* START Dataset entries *
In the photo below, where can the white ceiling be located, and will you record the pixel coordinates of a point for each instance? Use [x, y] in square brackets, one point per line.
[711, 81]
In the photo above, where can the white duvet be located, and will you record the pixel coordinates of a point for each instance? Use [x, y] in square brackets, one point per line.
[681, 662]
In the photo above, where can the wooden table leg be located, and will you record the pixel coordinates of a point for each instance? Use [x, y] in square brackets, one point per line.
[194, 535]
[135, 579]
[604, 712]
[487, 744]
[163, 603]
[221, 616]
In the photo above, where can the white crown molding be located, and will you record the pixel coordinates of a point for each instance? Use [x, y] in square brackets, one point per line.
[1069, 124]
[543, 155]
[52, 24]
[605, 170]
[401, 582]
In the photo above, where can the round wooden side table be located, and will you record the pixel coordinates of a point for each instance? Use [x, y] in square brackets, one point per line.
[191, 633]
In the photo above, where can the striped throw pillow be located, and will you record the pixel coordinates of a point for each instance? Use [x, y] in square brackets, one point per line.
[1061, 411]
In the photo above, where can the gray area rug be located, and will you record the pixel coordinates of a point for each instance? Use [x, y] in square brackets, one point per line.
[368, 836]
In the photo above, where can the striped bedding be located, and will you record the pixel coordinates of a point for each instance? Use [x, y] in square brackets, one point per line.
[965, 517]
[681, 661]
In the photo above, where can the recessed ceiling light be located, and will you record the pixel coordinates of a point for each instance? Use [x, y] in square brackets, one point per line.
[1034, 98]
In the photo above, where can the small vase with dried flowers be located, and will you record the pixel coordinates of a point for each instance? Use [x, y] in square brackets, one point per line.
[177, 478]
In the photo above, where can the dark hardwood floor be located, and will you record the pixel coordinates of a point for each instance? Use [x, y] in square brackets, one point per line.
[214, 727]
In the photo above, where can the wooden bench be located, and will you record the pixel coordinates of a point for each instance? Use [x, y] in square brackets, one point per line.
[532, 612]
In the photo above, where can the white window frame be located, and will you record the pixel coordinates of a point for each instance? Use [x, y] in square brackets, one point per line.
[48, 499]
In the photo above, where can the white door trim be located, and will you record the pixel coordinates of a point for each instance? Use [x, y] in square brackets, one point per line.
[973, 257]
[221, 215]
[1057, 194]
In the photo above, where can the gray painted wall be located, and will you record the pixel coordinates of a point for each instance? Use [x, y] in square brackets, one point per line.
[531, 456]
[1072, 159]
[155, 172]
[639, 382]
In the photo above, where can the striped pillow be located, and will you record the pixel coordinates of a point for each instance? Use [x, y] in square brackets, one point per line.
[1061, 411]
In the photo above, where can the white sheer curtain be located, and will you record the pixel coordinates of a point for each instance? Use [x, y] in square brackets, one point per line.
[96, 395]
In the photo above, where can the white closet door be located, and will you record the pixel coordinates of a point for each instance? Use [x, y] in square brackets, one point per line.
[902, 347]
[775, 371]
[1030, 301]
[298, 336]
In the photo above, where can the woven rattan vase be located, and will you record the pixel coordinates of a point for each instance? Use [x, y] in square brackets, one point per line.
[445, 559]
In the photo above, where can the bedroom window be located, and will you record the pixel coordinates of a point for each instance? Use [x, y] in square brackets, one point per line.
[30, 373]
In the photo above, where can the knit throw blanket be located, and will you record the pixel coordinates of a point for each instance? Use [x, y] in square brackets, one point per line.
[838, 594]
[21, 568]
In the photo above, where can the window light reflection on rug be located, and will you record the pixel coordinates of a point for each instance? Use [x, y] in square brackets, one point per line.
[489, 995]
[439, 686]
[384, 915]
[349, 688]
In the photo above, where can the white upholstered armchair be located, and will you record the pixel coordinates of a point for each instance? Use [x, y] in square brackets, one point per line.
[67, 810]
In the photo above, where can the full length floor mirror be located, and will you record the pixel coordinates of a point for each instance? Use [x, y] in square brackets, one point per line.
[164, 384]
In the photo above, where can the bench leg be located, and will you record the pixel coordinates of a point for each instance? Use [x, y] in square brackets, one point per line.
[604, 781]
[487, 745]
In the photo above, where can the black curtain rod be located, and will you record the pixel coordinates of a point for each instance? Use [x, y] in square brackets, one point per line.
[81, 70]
* END Dataset entries *
Extract every record and return it verbatim.

Written answer:
In the photo below, where can the white ceiling be located, and will you record the pixel coordinates of a point for each instance? Use [x, y] in square brackets, one point per line.
[711, 81]
In the photo above, where can the white duvet be located, and will you record the pixel coordinates of a point for each instance? Use [x, y] in square brackets, one point per line.
[681, 662]
In the photo above, where can the wooden table leg be located, and will you record the pixel coordinates of a point for each instance? Use [x, y] in square brackets, one point per line.
[194, 535]
[135, 579]
[604, 712]
[487, 744]
[163, 603]
[221, 616]
In the photo above, where can the white crown molding be located, and will you record the pixel coordinates of a point for each instance? Use [x, y] in square brackets, one point per line.
[1069, 124]
[543, 155]
[52, 24]
[605, 170]
[401, 582]
In the photo above, where can the round wooden side table be located, and will you record the pixel coordinates of a point for each instance? Use [x, y] in square brackets, one point per line.
[191, 633]
In the photo above, where can the striped throw pillow be located, and will you record the pixel coordinates of a point for each instance? Use [x, y] in square brackets, one point per line.
[1061, 411]
In the photo above, where can the gray area rug be located, and will you record the pixel coordinates of a point for each instance? Use [x, y] in square brackets, one point per line.
[368, 836]
In the photo above, where can the striped bedding be located, and will you record the pixel coordinates of a point for each instance? Use [x, y] in square brackets, one point per line.
[965, 517]
[681, 661]
In the photo above, where can the recessed ceiling light be located, and will you record the pixel coordinates of a point for each instance? Use [x, y] in square brackets, one point per line.
[1034, 98]
In the photo above, where can the small vase with dried flowers be located, and will you record the pixel coordinates of a point for each instance? Use [x, y] in square brackets, one point per line.
[177, 478]
In the photo above, where can the dark hardwood floor be located, and will you record the pixel coordinates of a point for each instance? Use [x, y] in square brackets, one point per line.
[214, 727]
In the photo above, where can the wooden bench be located, and will you record the pixel coordinates of a point for each instance? Use [x, y] in square brackets, one point per line.
[532, 612]
In the photo above, where can the white window frame be located, and will you record the pixel coordinates of a point for each instance? Use [x, y] in square brackets, one point per line.
[48, 499]
In the photo above, where can the white door trim be located, and will you record the pixel coordinates of a point for each instance? Use [x, y] in square brackets, one point per line.
[973, 257]
[221, 215]
[1057, 194]
In the photo above, where can the gray painted wall be located, and will you record the pixel coordinates of a point for each instance? Use [x, y] in square brackets, one point per line.
[531, 456]
[1072, 159]
[155, 172]
[639, 382]
In the photo above, where can the striped pillow be located, and will you record the pixel coordinates of a point for each instance? Use [x, y] in square brackets, one point per line.
[1061, 411]
In the photo above, where can the white sheer curtain be located, and will you record the pixel coordinates of a point for each instance? Use [x, y] in square brackets, one point per line.
[96, 395]
In the photo above, where can the white closet door be located, and will you record the pixel coordinates of a point for each instance? Use [x, y] in square brackets, one point per line.
[902, 347]
[775, 371]
[1030, 301]
[298, 336]
In the photo above, where can the woven rattan vase be located, and will you record the pixel coordinates of a point for each instance? Use [x, y] in square brackets, one point per line.
[445, 559]
In the photo above, where can the bedroom window be located, and will you record the pixel coordinates of a point for each instance? Use [x, y] in square brackets, one point per line.
[30, 373]
In the photo above, where can the knit throw blanket be located, and will you record the pixel coordinates of a point for each instance? Use [x, y] in square brackets, one point per line.
[838, 594]
[21, 568]
In the photo above, where can the window light reflection on rug be located, and will you record the pixel coordinates of a point for each instance? Use [x, y] in square brackets, one point per line.
[489, 995]
[439, 686]
[384, 915]
[349, 688]
In the photo above, where can the white upholstered armchair be located, and will you record the pixel coordinates of a point for each instance? Use [x, y] in square brackets, one point per line.
[67, 810]
In the photo above, where can the full length floor mirror be located, and will you record the pixel coordinates of a point for each instance? Use [x, y] in square brackets, one point per line.
[164, 384]
In the photo above, where can the bench leg be located, and will you record the pixel coordinates of a point for each instance? Use [x, y] in square brackets, one point per line.
[604, 781]
[487, 745]
In the photo above, where can the black curtain rod be located, and will you record the pixel coordinates of a point for each instance? Use [x, y] in square brackets, one point per line.
[81, 70]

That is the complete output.